- Extracted text -
· · · · ·

Transcript
BROOKE GLADSTONE:
The Competitive Enterprise Institute may be adapting to new scientific realities, but how about the scientists themselves? Not really, according to a short article in the current issue of Science magazine. In it, American University communications professor Matthew Nisbet and science journalist Chris Mooney argue that scientists have done a poor job of getting their message across, and that if they really want to convey the implications of their research they need to focus more on framing, recasting their message in terms the lay public can really relate to.
Climate change, says Nisbet, is a perfect example. Once it was an issue of not enough coverage, but now, he says, we have a different problem.
MATTHEW NISBET:
The problem is, is that when you actually look at the opinion polls, you have what I describe as a two Americas of public perceptions on the issue. Seventy-five percent of college-educated Democrats accept that human activities are contributing to climate change. On the other hand, only roughly a quarter of college-educated Republicans accept that science.

· · · · ·

- Material -

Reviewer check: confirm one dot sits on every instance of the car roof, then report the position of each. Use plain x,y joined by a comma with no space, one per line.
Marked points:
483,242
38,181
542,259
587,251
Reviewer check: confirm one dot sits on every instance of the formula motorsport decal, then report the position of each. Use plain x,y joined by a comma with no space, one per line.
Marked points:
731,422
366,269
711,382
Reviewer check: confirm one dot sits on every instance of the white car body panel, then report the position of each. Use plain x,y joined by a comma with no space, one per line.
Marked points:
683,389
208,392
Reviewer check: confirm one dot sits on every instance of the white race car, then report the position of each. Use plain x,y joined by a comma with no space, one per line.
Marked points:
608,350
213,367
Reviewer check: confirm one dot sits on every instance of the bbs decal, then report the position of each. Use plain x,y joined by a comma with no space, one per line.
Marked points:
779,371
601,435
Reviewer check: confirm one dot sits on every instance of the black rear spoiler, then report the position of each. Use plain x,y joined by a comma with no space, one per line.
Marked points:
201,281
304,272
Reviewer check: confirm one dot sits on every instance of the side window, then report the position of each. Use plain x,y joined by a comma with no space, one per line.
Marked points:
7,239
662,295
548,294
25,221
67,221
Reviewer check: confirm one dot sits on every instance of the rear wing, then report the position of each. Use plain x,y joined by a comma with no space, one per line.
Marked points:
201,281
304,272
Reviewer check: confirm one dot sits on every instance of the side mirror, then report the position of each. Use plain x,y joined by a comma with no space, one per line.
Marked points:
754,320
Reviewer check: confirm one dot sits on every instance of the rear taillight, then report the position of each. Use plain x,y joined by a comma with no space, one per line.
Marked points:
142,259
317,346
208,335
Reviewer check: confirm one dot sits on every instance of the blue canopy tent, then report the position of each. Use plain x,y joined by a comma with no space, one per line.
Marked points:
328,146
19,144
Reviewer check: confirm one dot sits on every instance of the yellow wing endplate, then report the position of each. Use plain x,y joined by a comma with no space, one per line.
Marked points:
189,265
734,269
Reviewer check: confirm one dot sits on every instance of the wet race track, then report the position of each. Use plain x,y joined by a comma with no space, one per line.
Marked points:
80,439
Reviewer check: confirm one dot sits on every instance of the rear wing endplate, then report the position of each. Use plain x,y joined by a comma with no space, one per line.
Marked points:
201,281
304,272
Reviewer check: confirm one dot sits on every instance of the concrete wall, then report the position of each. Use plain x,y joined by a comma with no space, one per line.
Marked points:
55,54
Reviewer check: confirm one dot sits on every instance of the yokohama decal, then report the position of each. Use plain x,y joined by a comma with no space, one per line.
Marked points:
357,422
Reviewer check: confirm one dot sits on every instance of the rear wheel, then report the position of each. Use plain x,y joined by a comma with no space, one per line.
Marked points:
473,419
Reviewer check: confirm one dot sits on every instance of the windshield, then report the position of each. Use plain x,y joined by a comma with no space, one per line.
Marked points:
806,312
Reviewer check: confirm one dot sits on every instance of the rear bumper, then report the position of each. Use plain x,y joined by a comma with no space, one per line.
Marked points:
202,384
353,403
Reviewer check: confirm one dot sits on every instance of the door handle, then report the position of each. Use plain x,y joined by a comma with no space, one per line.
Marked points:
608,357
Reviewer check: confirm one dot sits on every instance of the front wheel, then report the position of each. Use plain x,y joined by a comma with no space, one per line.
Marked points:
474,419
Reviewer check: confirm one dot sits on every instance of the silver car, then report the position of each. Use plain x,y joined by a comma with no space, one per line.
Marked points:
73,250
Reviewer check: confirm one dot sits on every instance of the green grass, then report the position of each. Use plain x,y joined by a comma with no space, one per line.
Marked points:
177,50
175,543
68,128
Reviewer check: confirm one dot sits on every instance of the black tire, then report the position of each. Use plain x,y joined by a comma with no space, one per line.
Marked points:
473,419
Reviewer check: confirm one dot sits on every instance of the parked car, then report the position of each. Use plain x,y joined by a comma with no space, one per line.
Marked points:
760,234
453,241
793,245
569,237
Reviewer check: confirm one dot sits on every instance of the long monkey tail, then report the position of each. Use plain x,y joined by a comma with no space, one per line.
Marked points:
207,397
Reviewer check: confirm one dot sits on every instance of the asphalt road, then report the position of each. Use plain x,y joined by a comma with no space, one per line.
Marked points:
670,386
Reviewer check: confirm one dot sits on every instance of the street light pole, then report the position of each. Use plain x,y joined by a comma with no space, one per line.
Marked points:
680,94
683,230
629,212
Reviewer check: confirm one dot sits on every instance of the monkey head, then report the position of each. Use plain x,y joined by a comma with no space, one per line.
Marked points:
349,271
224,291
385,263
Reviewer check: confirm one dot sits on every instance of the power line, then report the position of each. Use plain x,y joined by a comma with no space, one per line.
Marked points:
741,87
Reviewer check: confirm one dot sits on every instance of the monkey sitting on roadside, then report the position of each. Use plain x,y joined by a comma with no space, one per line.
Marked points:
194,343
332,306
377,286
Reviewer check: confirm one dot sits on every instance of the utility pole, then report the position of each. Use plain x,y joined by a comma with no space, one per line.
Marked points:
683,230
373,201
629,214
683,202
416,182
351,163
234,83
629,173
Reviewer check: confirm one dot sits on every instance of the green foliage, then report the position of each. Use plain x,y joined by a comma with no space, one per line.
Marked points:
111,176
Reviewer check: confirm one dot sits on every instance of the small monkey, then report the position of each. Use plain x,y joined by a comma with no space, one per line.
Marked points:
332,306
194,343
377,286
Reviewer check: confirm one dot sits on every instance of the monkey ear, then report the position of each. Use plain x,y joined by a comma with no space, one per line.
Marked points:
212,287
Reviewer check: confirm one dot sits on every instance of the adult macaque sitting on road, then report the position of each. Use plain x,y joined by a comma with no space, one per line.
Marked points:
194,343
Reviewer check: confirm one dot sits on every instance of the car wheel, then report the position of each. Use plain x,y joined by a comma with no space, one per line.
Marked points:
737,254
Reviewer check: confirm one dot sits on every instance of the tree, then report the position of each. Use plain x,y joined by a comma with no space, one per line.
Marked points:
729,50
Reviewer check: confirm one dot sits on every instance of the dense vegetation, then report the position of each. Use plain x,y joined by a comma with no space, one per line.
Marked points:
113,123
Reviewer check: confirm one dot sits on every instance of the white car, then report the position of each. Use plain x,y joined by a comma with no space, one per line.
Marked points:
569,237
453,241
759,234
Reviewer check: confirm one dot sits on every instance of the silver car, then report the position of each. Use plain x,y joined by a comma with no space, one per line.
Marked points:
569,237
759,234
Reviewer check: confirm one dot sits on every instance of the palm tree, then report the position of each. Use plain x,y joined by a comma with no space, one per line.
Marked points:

· · · · ·

- Requirement A -
Please repeat the transcript word for word from "Climate change, says" to "accept that science.".
- Requirement B -
List, verbatim, each line of the entries that contains the word "black".

- Worked answer A -
Climate change, says Nisbet, is a perfect example. Once it was an issue of not enough coverage, but now, he says, we have a different problem.
MATTHEW NISBET:
The problem is, is that when you actually look at the opinion polls, you have what I describe as a two Americas of public perceptions on the issue. Seventy-five percent of college-educated Democrats accept that human activities are contributing to climate change. On the other hand, only roughly a quarter of college-educated Republicans accept that science.

- Worked answer B -
Reviewer check: confirm one dot sits on every instance of the black rear spoiler, then report the position of each. Use plain x,y joined by a comma with no space, one per line.
Reviewer check: confirm one dot sits on every instance of the black tire, then report the position of each. Use plain x,y joined by a comma with no space, one per line.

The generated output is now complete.